> ASSIGNMENT 1:
In the microbial diversity article, reproduce the passage starting at "NCBI Bookshelf. A" and ending at "Information (US); 1999-.".
> ASSIGNMENT 2:
List every number of bacteria that the microbial diversity article gives as a count, and state what each number refers to.
> ASSIGNMENT 3:
Write the next part of the microbial diversity article, beginning after its final sentence.

> SOURCE PASSAGE:
↓
NCBI Bookshelf. A service of the National Library of Medicine, National Institutes of Health.

Dean L, McEntyre J, editors. Coffee Break: Tutorials for NCBI Tools [Internet]. Bethesda (MD): National Center for Biotechnology Information (US); 1999-.

Cover of Coffee Break

Coffee Break: Tutorials for NCBI Tools [Internet].

Show details

Microbial diversity

let's tell it how it is

, PhD.

Created: ; Last Update: March 26, 2004.

An impressive number of bacteria—about 30,000 species—are represented in GenBank. However, our view of the microbial world is both scant and skewed. A recent estimate suggests that the sea may support as many as 2 million different bacteria, and a ton of soil might contain 4 million (1). Less than half of the bacteria represented in GenBank—about 13,000—have been formally described, and almost all of these (90%) lie within 4 of the 40 bacterial divisions (2). Similar or greater paucity of knowledge also exists for archaea and viruses (3).

Image boat.jpgSampling "wild" microorganisms leads to the discovery of new species and novel metabolisms, which may be important from both a basic science and a practical perspective (for example, see Refs 4,5 [search PubMed]). For example, if we characterized the community in the human gut, it would be easier to spot non-native organisms in food poisoning outbreaks. Pathogens that may underlie neurological syndromes that present with features of infection would stand out against the background flora (1). Engineered communities of microorganisms might also be able to assist clean up of environmental disasters or create sustainable energy sources.

Exploring bacterial diversity is typically done by amplifying rRNA genes, in particular 16S rRNA genes, from DNA samples isolated from a habitat. The sequences are then compared to each other and to the 16S rRNA sequences from known species. If no close match to an existing 16S rRNA gene sequence is found, then the test sequence is thought to represent a new bacterium and is listed in GenBank as "uncultured bacterium". Even in well-studied, discrete places like the human mouth, new groups of uncultured bacteria continue to be discovered all the time. A newly identified organism has to be isolated and cultured in the lab to be described further; but many bugs are just not amenable to monoculture—they have adapted to living in a specific environment and may need to be part of a complex community to survive (1-3).

16S rRNA genes are considered standard because they are thought to be conserved across vast taxonomic distance (they are critical for protein translation), yet show some sequence variation between closely related species. However, one problem with using rRNA genes is that they are often present in multiple copy numbers; therefore, other representative genes may be used for sampling specific populations.

Whole Genome Shotgun Sequencing of Environmental Samples

New approaches to environmental sampling are emerging (69). One of these used a microarray to discover and assist in the isolation of new viruses (6); another used a shotgun clone and sequencing method to explore marine viral communities (9). Two others have used whole genome shotgun (WGS) sequencing on a population of bacteria, obviating the need to isolate each organism before sequencing can begin (7,8). These methods, used in combination with existing methods, may provide shortcuts to the discovery of new genes and give a holistic persective to microbial populations.
↑
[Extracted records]
↓
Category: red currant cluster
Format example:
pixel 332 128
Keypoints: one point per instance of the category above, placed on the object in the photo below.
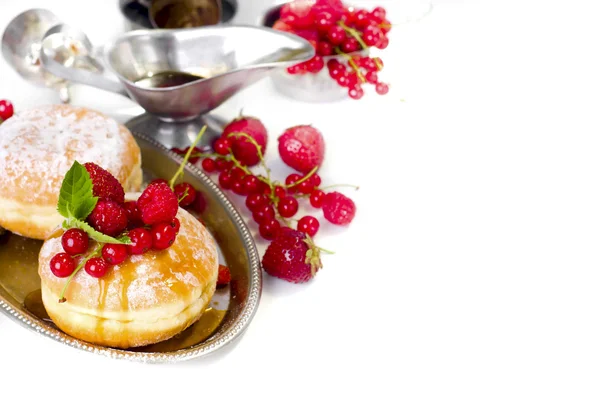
pixel 270 202
pixel 6 110
pixel 339 31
↑
> TASK ANSWER 1:
NCBI Bookshelf. A service of the National Library of Medicine, National Institutes of Health.

Dean L, McEntyre J, editors. Coffee Break: Tutorials for NCBI Tools [Internet]. Bethesda (MD): National Center for Biotechnology Information (US); 1999-.

> TASK ANSWER 2:
- About 30,000 species: bacteria represented in GenBank
- As many as 2 million: different bacteria the sea may support
- 4 million: bacteria a ton of soil might contain
- About 13,000: bacteria in GenBank that have been formally described

> TASK ANSWER 3:
One recent study used a WGS approach to explore a sample from an acid mine drainage biofilm (7; AADL00000000). These investigators report that near-complete genomes for Leptospirillum Group II and Ferroplasma Type II were assembled, along with more fragmentory assemblies for Leptospirillum Group III, Thermoplasmatales archaeon gpl, and Ferroplasma acidarmanus Type I. Analysis of the results provided some insight into how such organisms survive in an extreme environment.

In another test case of the WGS method, Venter et al. (8) sampled water from the Sargasso Sea—one of the most well-characterized regions of ocean in the world. The major set of samples produced 1.66 million short sequences, some of which could be grouped together into larger genomic pieces. There remained about 400,000 paired-end reads and singleton reads.

Finding the Data

Using a WGS method to sequence an undefined population as opposed to a single organism adds significant complexity to the assembly process and to the identification of genes. About 25% of the assembled data from the Sargasso Sea had 3X coverage or greater; these well-sampled portions were used to cluster the sequence by “organism”.

The assembled sequences have been deposited in the WGS division of GenBank, with the project Accession number AACY01000000; thus, there are 811,372 WGS contigs in GenBank with the Accession numbers AACY01000001–AACY01811372. 498,641 of the WGS contigs are assembled into 232,442 scaffolds, the rest remain “singleton” WGS contigs; all but 10,685 of the scaffolds are made up of two contigs only. For the organism genomes listed in Table 1, 301 of the total scaffolds plus 36 singleton WGS contigs were used; the remainder have not been associated with any particular organism.

Table 1. The organism bins assembled from the Sargasso Sea WGS environmental sample dataset (8).

Table 1

The organism bins assembled from the Sargasso Sea WGS environmental sample dataset (8).

All of the short sequence reads, including those that were not included in the assembly, can be found in the Trace Archive.

The assemblies were then further clustered into 30 tentative organism “bins” based on depth of coverage, oligonucleotide frequencies and similarities to previously sequenced genomes. Of these, 12 are of sufficient size to be considered a genome assembly, while the remaining 16 are relatively small single scaffolds (Table 1). All organism bins have been assigned a taxonomy ID, and have been placed in the taxonomic tree. Figure 1 shows the graphical representation of the cf. Shewanella SAR-1 “genome” sequence.

Figure 1. (a) Genome view of cf.

Figure 1

(a) Genome view of cf. Shewanella SAR-1, constructed from the whole genome shotgun sequence derived from Sargasso Sea environmental samples (8). Genes have been classified according to the COG functional categories of the protein products, and color-coded (more...)

A variety of approaches suggested that there are at least 1000 species represented in the Sargasso Sea samples (8). Burkholderia species were represented in a high proportion (a genus that includes human and plant pathogens and some environmentally important bacteria), as were two distinct species closely related to Shewanella oneidensis. Both of these genera require a more nutrient-rich environment than the open ocean can offer, suggesting that they originated from microhabitats such as marine snow. The cyanobacterium Prochlorococcus was also relatively abundant in some samples.

Although the primary focus of this study was on bacterial populations, WGS environmental sampling may be an equally valid approach for exploring plasmids (Table 2), phage, viruses, and eukaryotic microbes.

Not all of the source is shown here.